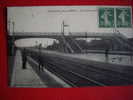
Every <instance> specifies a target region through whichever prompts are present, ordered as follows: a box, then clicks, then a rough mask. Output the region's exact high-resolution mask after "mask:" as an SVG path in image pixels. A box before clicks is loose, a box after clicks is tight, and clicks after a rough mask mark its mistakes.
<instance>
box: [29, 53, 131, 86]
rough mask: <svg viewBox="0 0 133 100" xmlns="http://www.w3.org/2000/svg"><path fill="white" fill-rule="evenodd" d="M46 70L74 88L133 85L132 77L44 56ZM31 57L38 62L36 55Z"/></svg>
mask: <svg viewBox="0 0 133 100" xmlns="http://www.w3.org/2000/svg"><path fill="white" fill-rule="evenodd" d="M42 56H43V60H44V63H45V65H46V69H48V70H49V71H51V72H52V73H54V74H55V75H57V76H58V77H60V78H61V79H63V80H64V81H65V82H67V83H68V84H69V85H71V86H73V87H81V86H82V87H83V86H107V85H129V84H133V80H132V75H126V74H122V73H118V72H115V71H111V70H107V69H102V68H96V67H94V66H92V65H89V64H86V63H80V62H75V61H71V60H69V59H65V58H60V57H56V56H55V57H54V56H52V55H48V54H45V55H44V54H43V55H42ZM31 57H32V58H33V59H34V60H36V61H37V56H36V55H31Z"/></svg>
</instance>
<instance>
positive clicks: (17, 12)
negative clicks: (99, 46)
mask: <svg viewBox="0 0 133 100" xmlns="http://www.w3.org/2000/svg"><path fill="white" fill-rule="evenodd" d="M99 7H100V6H38V7H35V6H33V7H8V12H7V20H8V21H7V22H8V24H7V28H8V30H10V33H9V34H10V35H12V31H13V25H12V24H11V22H14V23H15V26H14V31H15V32H61V24H62V22H63V21H64V22H65V24H67V25H69V27H67V28H65V33H67V32H107V33H112V32H113V28H99V27H98V8H99ZM104 7H106V6H104ZM110 7H113V8H114V7H122V6H110ZM9 23H10V24H9ZM117 29H118V30H119V31H120V32H121V33H123V34H124V35H125V36H127V37H133V29H132V28H117ZM18 34H19V33H18Z"/></svg>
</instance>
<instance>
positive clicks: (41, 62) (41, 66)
mask: <svg viewBox="0 0 133 100" xmlns="http://www.w3.org/2000/svg"><path fill="white" fill-rule="evenodd" d="M41 48H42V44H39V48H38V50H39V51H38V53H39V56H38V63H39V64H38V68H39V71H43V67H44V65H43V59H42V57H41V54H42V53H41Z"/></svg>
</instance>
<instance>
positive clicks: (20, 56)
mask: <svg viewBox="0 0 133 100" xmlns="http://www.w3.org/2000/svg"><path fill="white" fill-rule="evenodd" d="M7 32H8V34H7V37H8V60H9V61H8V62H9V66H8V69H9V71H8V72H9V74H8V76H9V86H10V87H33V88H38V87H39V88H51V87H52V88H60V87H61V88H70V87H91V86H125V85H133V28H132V8H131V6H38V7H37V6H32V7H8V8H7Z"/></svg>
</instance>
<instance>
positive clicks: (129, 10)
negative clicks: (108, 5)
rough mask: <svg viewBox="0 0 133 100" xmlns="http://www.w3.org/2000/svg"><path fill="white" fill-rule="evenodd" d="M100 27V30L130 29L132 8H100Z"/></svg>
mask: <svg viewBox="0 0 133 100" xmlns="http://www.w3.org/2000/svg"><path fill="white" fill-rule="evenodd" d="M98 17H99V27H100V28H113V27H117V28H130V27H131V26H132V21H131V8H108V7H105V8H99V12H98Z"/></svg>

---*---

◆ Exercise objective ◆
Only the lines from the start of the material to the line with "box: [29, 53, 131, 86]", inclusive, belong in the answer, printed exactly and free of pictures.

◆ Response area ◆
Every <instance> specifies a target region through whichever prompts are present, ordered as follows: a box, then clicks, then a rough mask. Output the region's exact high-resolution mask after "mask:" as an SVG path in image pixels. A box before clicks is loose, a box after clicks is tight, and clicks after a rough mask mark its mistakes.
<instance>
box: [29, 53, 131, 86]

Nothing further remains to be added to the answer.